## [Source extract]
┌──

[Cristello]

removed

 

[Dyaems]

slightly OT: in basic terms, what does "attack" mean?
 
cant understand the meaning of that in google or in the glossary xD

 

[atomikn00b]

out of curiosity of where this discussion will lead..
SUBSCRIBED.

 

[vid]

Quote:

For the sake of clarity, would you be able to verify that it was only the driver being measured (and not other possible sources of resonances)? Also, I assume that the driver was measured "free-field". Is this correct?
 
I am testing a theory based on your data and some of my own, but am waiting to post any results until I can confirm their relevance.

 
I've not measured the driver out of its cup, if that's what you meant. I've measured the K 250 with and without a seal (the latter was a microphone capsule hanging freely in the air over the baffle) and gotten the same ringing in the measurements. I also got similar ringing from measuring the K 241, which is possibly the same driver but in a different cup. That specific measurement you quoted was with a seal.
 
I made a post there -> http://www.head-fi.org/t/566929/headphone-csd-waterfall-plots/855#post_8788251 specifically about smoothing out ringing on the K 250. For whatever reason, that convolution filter got rid of the ridges even though the other one didn't. (But the basic problem remains with that filter as well: it's tied to the frequency response you feed it, and without knowing the response at your own eardrum, its applicability is limited. Works nice for the measurement ear, though.)

 

[obobskivich]

^ The spectrum of the convolution recording is flat between 40 Hz or so (lower limit of my recording capability) and about 15 kHz or whatever (where I set the lowpass), as is the original test signal, though without the lowpass. The convolution filter seeks to create a flat response, which it thus has done. The question is, is a flat response an automatic flat CSD (= perfect IR)? If so, why; and if not, why so?

xnor put up a waterfall that showed an *almost* flat CSD, but I didn't follow the posts much further after that to see if he explained how he did it or whatnot (I'm sure he did, I just haven't kept up with the thread).

Perfectly flat FR, interesting - it would have perfect phase response (we're talking DC-inf here, not 20-20), but that wouldn't guarantee no resonance. So I think you'd see a very *good* IR, but CSD I'm less sure on - again, you aren't guaranteeing no resonance, just perfect phase (and I think in this case, what your filtering is doing is essentially guaranteeing perfect phase as well)). But that doesn't eliminate other problems from the chain (in other words, you could still have resonance, and issues with how the ear (or room, if we're talking speakers) mangles the signal, if the original signal is crap, etc.

└──

## [Supplied information]
┌──

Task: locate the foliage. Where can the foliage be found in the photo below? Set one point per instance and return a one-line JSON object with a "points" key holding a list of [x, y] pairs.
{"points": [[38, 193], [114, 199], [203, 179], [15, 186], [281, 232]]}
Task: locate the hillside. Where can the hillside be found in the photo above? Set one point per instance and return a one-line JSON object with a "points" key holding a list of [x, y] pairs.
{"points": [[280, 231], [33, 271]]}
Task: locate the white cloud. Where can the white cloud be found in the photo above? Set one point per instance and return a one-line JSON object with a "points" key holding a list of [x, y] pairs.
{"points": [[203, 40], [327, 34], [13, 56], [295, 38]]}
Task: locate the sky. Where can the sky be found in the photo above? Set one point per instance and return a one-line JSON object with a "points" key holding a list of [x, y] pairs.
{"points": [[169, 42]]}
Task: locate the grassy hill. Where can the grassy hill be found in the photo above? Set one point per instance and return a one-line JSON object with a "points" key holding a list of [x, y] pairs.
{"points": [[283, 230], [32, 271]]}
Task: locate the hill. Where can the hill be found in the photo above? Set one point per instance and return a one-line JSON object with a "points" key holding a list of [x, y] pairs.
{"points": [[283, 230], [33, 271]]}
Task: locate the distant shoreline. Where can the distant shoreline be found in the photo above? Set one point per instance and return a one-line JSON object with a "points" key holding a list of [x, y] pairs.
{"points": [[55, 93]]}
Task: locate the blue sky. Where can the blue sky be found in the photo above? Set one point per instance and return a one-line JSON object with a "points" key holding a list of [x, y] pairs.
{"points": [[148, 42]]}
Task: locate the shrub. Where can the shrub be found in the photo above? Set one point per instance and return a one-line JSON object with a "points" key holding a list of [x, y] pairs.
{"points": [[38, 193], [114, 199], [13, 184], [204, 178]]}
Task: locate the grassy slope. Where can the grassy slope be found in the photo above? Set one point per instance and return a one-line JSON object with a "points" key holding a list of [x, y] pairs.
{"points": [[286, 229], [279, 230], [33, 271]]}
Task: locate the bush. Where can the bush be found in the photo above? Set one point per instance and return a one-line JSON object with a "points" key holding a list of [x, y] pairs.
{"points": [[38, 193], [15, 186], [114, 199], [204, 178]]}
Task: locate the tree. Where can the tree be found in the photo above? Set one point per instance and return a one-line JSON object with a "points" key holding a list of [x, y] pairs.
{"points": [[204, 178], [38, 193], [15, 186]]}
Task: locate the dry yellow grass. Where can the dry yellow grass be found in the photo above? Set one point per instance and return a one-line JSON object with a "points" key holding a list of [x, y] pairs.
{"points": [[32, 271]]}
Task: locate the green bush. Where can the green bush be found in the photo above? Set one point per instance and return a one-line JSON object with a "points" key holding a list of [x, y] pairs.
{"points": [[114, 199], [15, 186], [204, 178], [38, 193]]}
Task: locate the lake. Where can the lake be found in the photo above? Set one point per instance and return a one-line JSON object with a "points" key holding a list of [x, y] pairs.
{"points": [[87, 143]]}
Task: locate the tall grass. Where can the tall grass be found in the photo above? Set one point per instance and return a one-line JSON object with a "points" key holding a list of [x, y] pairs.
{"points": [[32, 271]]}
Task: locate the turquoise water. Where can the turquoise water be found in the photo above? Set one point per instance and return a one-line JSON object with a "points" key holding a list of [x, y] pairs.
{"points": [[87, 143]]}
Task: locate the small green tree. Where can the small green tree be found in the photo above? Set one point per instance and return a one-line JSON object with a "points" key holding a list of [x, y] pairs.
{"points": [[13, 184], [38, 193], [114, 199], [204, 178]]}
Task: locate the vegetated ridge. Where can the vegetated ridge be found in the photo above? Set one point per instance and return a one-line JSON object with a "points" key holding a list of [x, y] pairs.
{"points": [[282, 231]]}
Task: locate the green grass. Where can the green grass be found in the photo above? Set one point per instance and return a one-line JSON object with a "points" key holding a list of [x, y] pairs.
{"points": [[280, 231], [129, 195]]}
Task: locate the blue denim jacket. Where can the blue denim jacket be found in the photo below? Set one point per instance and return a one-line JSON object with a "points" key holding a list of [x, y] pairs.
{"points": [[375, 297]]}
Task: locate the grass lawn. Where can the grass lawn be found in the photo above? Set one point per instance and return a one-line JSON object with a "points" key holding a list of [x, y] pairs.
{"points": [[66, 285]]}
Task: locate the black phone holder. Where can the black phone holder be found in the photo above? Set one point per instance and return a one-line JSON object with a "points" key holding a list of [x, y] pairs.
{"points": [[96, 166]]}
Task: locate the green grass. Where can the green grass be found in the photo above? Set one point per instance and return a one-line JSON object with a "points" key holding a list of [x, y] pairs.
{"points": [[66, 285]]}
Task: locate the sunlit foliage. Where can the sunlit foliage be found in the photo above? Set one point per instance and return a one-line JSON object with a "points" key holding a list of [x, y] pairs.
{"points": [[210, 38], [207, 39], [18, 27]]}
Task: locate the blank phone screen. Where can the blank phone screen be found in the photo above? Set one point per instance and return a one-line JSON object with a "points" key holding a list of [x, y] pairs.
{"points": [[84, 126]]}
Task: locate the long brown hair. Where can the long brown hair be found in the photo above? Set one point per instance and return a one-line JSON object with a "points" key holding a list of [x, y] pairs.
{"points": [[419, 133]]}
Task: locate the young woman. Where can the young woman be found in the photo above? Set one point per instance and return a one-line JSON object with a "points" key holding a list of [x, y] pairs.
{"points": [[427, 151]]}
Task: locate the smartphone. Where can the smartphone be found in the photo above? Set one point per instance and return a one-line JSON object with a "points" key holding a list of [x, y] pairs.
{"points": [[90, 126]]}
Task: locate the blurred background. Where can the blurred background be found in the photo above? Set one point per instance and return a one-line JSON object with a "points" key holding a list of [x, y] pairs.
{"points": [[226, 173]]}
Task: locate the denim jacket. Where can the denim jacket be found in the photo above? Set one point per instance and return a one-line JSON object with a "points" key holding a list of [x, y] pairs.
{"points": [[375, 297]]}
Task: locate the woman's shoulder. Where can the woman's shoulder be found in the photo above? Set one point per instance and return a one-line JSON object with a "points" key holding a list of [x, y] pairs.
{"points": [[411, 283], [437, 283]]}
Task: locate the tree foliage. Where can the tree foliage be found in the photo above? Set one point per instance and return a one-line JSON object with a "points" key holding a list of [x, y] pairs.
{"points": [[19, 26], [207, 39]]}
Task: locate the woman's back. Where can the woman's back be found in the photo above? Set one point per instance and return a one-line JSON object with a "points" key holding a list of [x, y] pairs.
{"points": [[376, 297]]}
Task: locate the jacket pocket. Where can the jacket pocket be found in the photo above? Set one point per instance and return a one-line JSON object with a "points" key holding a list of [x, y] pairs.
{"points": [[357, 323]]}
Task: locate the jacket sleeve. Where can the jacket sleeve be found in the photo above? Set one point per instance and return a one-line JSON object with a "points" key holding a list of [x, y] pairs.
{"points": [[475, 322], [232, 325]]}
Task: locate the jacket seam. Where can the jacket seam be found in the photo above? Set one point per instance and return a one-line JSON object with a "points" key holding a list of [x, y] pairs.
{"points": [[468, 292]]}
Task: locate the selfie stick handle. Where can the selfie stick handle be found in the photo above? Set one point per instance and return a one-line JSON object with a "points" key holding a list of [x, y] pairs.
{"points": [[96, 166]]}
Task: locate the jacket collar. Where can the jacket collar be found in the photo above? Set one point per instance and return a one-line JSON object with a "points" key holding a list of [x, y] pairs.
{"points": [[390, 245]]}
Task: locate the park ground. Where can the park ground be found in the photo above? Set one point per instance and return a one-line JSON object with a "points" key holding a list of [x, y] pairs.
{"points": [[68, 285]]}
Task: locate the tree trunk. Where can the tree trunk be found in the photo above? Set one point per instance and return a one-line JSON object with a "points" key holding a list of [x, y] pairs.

└──

## [Instructions]
1) Pull out each line of the entries that contains the string "sunlit".
2) Write what comes next in the forum thread on headphone ringing and waterfall plots, beginning after its last sentence.

## [Answers for the tasks]
1)
Task: locate the sunlit foliage. Where can the sunlit foliage be found in the photo above? Set one point per instance and return a one-line JSON object with a "points" key holding a list of [x, y] pairs.

2)
I think true perfection is impossible (I've seen nothing to indicate this statement as false), but we can certainly improve on "un-processed" (this much has been demonstrated very well with room EQ suites, and I suspect we will see more in the way of headphone EQ hardware before too long, Smyth can't be the only game in town forever).

If you would, please explain how physical modding and EQ are different in this case. Not that I doubt you, just that an explanation is nicer than a true/false statement.

EQ processes the signal before output, physical modding changes the output. They can both be thought of as "filters" if you're going to put the entire playback system into a black box, but it seems overly vague imho. By "upstream" I mean anything that sits ahead of output (which is your transducers and amplifier (we're assuming the amplifier here is normal, not trying to color the sound in some way of its own)).

In other words, I can rip a pair of headphones up and turn them into whatever I like, but the signals from the source (lets say a CPD) all the way through to the output taps are going to be "flat" (generalizing here), and then it's up to the headphones to "filter" the sound (mangle). With EQ that "filtering" is done before the output taps, and we just leave the headphones alone. EQ'ing (using term generally) will help to correct response issues with the output device, but it can only go so far (e.g. electrical damping is of relatively minor importance, but physical damping is a big deal). There's also other things you can do when you start changing the physical nature of the output device, like changing radiation patterns (you can use fairly expensive DSP to try and simulate this, but IME its easier to just move the transducer). The ideal system would rely on both - very good output transducers that get near your ideal performance requirements, and EQ/DSP to take the last step towards "flat" (or wherever you want to go).

The test signal was 'mangled' as you say to produce a desired output (flat response), but you say this can't change the rate at which the driver moves. Below is part of the waveform of (a) the original test signal, (b) the recording off the earbuds of the non-convolved signal, and (c) the recording of the convolved signal off the earbuds.

Interesting. Snipping images out to prevent re-paste.

The rate at which the driver moves looks to have changed. But whether it did or not, it in any case seems that the driver is able to keep up with the test tone transients when fed with a convolved version of the signal, but having big trouble doing so otherwise.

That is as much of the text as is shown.